• [Brief] Change "plaque" to "sign" throughout the listing below, and keep every other part of the listing unchanged.

• [Input]
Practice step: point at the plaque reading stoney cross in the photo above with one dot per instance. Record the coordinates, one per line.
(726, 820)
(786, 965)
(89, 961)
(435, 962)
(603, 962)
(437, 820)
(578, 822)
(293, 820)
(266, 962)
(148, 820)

• [Written solution]
Practice step: point at the sign reading stoney cross in the photo above with one dot per instance. Record the coordinates, one per line.
(726, 820)
(786, 965)
(89, 961)
(435, 962)
(603, 962)
(437, 820)
(578, 822)
(293, 820)
(266, 962)
(148, 820)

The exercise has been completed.